## Your task
Would you output the entries below only from the line containing "Check that every instance of the metal" through the line containing "Check that every instance of the blue", exactly as they stand and with both ends included?

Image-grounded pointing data
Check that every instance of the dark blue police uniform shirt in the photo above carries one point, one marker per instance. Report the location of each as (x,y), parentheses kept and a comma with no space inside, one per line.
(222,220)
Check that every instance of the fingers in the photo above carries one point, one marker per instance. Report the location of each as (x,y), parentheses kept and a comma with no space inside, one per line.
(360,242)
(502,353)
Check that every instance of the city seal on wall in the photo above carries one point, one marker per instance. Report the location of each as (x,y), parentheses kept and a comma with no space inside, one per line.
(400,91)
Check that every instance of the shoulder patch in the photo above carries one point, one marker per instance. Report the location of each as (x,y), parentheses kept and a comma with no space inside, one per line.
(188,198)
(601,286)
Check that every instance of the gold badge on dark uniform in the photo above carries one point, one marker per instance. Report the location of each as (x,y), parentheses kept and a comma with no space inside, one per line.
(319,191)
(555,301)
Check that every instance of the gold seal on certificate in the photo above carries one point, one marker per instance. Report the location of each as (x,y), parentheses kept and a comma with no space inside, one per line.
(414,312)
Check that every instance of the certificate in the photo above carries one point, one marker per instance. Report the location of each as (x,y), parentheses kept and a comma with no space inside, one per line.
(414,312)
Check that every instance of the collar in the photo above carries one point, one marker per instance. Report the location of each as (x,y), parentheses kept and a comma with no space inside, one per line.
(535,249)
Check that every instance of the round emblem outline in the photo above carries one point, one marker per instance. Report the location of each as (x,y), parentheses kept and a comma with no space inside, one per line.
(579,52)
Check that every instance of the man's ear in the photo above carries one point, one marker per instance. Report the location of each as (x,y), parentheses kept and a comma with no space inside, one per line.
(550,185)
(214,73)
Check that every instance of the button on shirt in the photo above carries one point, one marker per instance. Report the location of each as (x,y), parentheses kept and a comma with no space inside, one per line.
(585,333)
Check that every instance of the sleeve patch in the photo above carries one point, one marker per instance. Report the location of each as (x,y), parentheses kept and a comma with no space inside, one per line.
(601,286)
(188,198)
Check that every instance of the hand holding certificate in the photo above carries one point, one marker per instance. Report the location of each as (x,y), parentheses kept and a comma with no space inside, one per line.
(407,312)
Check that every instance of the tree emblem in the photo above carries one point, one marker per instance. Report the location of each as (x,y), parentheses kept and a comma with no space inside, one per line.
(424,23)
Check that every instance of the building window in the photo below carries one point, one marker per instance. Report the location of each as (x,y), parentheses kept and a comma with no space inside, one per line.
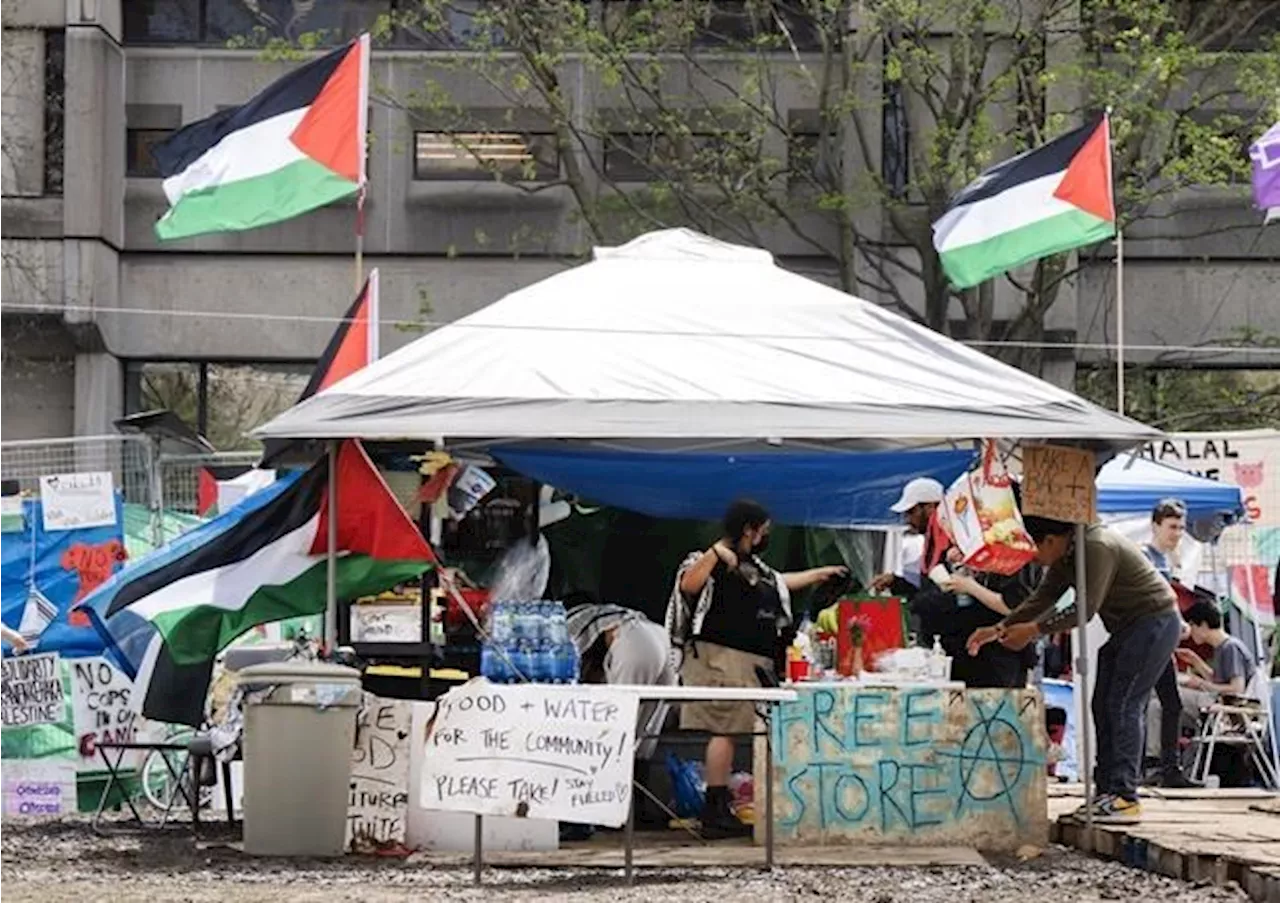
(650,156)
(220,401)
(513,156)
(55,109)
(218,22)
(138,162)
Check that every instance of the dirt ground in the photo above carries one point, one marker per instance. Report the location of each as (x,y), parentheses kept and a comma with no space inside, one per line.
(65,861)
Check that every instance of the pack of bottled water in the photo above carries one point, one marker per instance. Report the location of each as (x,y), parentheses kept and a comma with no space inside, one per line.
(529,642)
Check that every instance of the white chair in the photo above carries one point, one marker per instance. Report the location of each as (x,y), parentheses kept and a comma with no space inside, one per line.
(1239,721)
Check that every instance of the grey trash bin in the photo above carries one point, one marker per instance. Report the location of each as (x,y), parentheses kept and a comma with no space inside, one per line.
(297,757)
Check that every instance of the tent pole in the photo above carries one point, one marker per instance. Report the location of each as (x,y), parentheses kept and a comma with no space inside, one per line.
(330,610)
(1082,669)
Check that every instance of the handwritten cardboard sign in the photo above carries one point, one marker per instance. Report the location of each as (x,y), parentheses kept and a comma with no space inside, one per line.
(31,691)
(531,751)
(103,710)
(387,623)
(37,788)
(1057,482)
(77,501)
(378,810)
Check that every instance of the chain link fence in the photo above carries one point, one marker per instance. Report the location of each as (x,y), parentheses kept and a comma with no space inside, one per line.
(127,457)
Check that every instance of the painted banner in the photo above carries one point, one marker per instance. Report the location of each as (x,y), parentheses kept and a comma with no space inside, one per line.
---
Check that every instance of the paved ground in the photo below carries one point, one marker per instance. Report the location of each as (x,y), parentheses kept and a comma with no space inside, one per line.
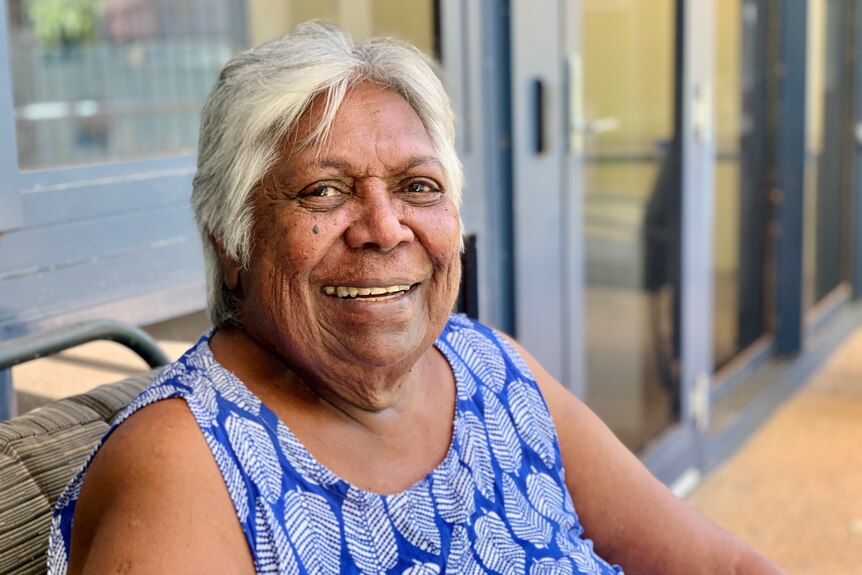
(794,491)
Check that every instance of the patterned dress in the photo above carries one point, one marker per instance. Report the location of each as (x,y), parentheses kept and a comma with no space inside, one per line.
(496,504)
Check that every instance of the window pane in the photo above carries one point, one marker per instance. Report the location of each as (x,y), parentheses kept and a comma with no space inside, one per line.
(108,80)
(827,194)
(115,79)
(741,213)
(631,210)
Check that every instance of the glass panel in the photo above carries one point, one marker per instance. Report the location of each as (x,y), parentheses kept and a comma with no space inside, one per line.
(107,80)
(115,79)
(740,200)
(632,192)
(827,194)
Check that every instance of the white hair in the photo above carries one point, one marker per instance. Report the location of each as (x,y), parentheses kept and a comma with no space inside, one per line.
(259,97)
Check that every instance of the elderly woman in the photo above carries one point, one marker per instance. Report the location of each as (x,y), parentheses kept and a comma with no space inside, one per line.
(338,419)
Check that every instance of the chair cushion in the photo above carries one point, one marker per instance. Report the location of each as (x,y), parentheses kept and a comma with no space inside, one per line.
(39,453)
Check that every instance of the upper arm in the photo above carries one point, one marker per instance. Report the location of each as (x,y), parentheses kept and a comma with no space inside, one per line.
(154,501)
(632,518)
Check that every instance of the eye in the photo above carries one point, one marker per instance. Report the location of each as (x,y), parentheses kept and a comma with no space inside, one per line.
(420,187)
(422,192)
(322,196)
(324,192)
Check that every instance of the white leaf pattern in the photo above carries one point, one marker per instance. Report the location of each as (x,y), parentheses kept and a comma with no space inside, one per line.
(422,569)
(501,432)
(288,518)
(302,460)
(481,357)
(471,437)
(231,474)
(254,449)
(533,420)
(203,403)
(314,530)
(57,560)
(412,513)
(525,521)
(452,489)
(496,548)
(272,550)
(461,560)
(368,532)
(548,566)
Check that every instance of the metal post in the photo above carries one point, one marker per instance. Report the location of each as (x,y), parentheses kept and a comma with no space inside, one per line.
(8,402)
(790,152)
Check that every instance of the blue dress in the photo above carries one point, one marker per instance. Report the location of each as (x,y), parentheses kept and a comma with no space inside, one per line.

## Solution
Check that every instance of the metal post in the photo above carries one point, one marker per instance. Report the location of each as (x,y), parentheses kept and a comma with no space inside, one per line.
(8,402)
(790,152)
Check that every instance of the blue dress in the photo above carries one point, one marker per instance. Report the location of each as (x,y), parentheses kept and a comma with no space inside, one per line.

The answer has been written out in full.